Each line from the one that contains "point(746, 1072)" through the end of the entries should be repeated exactly, with nothing added.

(Referring expression data)
▼▼▼
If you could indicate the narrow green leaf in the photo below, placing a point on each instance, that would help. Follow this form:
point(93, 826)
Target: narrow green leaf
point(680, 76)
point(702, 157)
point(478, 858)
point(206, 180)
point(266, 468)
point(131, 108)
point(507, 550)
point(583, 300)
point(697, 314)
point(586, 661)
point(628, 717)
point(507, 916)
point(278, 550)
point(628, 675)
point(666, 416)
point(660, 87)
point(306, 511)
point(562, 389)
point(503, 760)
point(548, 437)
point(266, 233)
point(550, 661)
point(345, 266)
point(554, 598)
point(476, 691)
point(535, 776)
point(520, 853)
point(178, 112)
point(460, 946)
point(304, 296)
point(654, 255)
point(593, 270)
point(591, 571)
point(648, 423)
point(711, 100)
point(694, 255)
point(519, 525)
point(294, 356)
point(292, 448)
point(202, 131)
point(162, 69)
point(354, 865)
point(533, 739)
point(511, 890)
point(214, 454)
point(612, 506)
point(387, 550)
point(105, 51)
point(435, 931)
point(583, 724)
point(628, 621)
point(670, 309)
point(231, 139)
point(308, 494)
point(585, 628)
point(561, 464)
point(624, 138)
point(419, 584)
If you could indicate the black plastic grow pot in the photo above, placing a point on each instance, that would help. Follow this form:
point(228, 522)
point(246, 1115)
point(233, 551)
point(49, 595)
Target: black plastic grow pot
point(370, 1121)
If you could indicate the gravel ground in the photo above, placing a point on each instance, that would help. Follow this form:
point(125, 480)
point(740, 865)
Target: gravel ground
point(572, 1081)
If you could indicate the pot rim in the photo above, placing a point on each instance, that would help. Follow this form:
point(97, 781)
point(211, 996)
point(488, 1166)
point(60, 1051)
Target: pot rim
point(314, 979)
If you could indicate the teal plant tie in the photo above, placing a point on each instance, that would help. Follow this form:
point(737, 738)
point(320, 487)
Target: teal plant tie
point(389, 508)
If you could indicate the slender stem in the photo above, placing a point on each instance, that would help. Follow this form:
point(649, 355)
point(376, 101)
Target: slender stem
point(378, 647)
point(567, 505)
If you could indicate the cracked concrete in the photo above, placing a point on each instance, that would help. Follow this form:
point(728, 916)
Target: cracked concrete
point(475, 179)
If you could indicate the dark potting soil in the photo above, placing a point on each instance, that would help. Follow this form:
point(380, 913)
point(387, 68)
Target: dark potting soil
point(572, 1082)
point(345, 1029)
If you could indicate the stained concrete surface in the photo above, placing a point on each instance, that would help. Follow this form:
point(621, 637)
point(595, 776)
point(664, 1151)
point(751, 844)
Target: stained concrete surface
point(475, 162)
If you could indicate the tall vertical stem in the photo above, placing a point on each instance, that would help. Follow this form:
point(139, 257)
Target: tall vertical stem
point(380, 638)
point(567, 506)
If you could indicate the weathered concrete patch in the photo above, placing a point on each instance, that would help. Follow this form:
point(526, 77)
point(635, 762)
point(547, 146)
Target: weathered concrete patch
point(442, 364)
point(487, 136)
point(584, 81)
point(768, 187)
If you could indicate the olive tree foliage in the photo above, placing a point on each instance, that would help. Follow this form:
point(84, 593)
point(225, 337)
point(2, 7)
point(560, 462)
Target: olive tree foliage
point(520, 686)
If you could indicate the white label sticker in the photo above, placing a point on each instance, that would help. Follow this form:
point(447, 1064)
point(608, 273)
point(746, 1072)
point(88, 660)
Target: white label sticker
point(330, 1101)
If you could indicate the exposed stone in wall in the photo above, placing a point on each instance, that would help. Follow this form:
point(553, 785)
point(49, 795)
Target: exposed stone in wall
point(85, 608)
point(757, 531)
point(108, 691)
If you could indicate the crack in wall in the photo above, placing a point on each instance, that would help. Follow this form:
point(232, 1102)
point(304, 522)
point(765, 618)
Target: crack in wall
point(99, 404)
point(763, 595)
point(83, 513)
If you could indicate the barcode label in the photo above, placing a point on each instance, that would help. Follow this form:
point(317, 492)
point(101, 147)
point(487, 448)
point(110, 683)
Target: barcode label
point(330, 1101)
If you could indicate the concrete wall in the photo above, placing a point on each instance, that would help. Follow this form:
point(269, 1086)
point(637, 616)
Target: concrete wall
▲▲▲
§ **Answer to the exercise**
point(746, 1072)
point(88, 660)
Target: white label sticker
point(330, 1101)
If you could indicate the exposed stone in wall in the photo above, placing a point on each instance, that would help. Follow this form:
point(553, 785)
point(49, 795)
Target: exposed stone in wall
point(85, 608)
point(757, 531)
point(108, 691)
If you could indicate the crack in wall in the photo above, placing a point on each instance, that would help. Follow this form:
point(232, 1102)
point(304, 522)
point(765, 618)
Target: crack in wall
point(99, 404)
point(763, 595)
point(83, 513)
If you could indicate the barcode label in the photo above, placing a point on each instance, that would help. Follow this form:
point(317, 492)
point(101, 147)
point(487, 448)
point(110, 683)
Target: barcode label
point(330, 1101)
If you could indicate the concrete wall in the photo above, placing a point on each instance, that would help. Follow this form:
point(269, 1086)
point(637, 616)
Target: concrete wall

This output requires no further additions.